> [Objective]:
Pick out every line in the material below that contains the word "cabinet" and copy each of those lines.

[Object location annotation data]
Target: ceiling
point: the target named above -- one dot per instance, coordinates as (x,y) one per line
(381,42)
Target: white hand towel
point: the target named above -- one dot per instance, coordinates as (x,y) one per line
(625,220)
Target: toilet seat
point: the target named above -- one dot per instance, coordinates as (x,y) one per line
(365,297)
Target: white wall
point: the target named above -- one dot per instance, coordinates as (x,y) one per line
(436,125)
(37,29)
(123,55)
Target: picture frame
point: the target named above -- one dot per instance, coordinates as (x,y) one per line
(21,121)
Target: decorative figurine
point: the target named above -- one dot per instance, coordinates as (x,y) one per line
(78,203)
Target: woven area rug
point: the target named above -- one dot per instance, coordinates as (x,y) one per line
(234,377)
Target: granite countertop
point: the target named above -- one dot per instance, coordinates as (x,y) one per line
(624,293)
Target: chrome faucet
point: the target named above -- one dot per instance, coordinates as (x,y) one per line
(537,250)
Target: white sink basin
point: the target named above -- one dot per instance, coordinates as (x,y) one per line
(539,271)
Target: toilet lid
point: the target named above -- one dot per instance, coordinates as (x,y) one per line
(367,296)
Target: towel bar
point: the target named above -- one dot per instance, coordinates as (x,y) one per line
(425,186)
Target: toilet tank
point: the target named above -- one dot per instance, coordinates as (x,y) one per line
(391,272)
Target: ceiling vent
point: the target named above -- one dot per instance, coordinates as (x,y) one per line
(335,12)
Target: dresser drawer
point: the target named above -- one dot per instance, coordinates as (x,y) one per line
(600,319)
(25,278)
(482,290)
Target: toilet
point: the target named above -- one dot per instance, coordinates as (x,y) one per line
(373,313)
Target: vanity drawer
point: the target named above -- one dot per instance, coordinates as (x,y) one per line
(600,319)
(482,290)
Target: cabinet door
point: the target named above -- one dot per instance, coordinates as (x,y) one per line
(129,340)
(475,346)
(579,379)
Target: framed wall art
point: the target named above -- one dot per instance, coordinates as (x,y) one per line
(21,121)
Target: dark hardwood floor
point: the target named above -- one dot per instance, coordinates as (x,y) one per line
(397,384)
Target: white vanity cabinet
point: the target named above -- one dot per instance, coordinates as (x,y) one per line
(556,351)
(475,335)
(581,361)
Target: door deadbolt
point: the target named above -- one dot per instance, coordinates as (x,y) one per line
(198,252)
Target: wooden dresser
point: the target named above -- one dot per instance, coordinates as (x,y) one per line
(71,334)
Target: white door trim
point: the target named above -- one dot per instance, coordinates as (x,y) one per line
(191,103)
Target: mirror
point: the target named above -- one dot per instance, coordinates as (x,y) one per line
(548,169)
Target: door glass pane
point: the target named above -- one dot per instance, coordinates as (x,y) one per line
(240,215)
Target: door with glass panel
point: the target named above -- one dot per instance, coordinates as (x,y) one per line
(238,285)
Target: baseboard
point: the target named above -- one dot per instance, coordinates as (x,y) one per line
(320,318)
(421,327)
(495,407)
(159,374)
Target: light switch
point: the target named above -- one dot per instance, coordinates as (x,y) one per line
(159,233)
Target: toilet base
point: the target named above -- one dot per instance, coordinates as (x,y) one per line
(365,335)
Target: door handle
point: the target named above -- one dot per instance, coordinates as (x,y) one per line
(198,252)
...
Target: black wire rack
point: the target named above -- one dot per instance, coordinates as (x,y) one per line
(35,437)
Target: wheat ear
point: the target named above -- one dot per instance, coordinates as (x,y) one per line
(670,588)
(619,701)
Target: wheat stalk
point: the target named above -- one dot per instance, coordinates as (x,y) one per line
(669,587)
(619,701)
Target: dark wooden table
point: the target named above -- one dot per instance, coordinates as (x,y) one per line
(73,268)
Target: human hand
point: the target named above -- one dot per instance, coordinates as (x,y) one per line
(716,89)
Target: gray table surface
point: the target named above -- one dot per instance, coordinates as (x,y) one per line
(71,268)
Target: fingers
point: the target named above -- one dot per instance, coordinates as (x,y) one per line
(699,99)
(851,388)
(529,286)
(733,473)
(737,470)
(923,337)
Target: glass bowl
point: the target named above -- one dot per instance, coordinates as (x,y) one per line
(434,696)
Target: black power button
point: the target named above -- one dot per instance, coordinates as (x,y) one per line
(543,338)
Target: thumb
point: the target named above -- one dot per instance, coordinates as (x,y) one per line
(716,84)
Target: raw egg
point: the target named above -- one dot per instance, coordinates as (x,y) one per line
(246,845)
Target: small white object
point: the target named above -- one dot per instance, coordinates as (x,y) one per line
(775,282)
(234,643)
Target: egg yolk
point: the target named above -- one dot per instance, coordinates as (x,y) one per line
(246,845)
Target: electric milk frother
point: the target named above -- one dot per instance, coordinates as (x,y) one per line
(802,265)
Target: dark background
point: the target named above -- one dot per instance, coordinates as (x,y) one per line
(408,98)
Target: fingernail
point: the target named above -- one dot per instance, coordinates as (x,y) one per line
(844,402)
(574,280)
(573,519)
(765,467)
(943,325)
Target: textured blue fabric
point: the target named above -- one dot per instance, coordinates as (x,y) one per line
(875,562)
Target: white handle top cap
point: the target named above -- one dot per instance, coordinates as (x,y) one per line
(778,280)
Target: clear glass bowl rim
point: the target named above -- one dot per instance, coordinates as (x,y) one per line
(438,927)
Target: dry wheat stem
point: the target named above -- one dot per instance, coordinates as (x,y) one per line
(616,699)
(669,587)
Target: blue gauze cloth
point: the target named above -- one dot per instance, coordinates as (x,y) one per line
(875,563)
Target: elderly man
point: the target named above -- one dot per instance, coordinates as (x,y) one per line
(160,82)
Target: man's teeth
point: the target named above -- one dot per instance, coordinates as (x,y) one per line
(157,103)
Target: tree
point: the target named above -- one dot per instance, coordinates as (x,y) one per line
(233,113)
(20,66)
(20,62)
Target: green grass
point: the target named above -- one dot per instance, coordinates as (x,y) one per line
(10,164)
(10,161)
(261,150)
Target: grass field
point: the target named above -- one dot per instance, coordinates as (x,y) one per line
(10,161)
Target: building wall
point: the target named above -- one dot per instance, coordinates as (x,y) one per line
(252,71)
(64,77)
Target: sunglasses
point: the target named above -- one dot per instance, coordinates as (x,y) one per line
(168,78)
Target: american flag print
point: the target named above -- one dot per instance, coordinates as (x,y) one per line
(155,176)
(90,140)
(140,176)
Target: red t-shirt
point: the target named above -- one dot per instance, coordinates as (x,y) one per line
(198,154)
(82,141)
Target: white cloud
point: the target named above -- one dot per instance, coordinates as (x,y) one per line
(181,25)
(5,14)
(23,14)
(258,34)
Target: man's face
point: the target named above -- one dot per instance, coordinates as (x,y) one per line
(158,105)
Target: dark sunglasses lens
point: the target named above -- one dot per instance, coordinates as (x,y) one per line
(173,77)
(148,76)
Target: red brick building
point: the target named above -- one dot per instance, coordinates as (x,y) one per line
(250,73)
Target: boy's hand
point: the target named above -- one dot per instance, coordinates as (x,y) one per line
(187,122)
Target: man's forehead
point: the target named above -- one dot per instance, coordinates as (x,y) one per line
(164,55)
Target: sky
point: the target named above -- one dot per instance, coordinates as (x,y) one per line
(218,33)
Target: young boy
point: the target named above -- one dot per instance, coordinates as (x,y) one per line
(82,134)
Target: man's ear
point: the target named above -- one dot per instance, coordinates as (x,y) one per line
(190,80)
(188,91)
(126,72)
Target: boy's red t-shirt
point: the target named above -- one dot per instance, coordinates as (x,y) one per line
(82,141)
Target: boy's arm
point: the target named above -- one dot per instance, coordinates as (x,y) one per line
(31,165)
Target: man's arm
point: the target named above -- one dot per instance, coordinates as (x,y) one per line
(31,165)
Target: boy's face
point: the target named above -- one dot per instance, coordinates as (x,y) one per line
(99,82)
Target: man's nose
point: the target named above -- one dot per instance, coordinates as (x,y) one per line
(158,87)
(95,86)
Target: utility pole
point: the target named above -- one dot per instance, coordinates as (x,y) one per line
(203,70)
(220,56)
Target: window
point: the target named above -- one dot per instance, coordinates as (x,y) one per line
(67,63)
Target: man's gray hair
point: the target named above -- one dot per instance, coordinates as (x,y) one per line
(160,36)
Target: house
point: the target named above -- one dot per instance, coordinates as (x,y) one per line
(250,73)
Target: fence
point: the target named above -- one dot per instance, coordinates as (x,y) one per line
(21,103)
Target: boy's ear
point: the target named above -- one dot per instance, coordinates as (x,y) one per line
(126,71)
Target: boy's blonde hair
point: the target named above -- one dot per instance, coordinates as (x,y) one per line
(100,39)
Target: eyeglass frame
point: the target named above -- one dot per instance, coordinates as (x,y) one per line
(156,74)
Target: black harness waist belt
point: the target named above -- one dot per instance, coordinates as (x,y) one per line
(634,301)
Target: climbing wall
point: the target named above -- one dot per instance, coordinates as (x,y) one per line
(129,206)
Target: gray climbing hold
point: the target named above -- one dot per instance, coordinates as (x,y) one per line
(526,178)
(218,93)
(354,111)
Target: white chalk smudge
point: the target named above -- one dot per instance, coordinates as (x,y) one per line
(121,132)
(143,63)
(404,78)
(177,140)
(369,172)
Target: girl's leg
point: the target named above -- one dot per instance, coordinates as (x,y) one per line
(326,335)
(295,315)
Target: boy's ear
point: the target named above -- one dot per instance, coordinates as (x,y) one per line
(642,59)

> [Written answer]:
Target: cabinet door
Target: white vanity cabinet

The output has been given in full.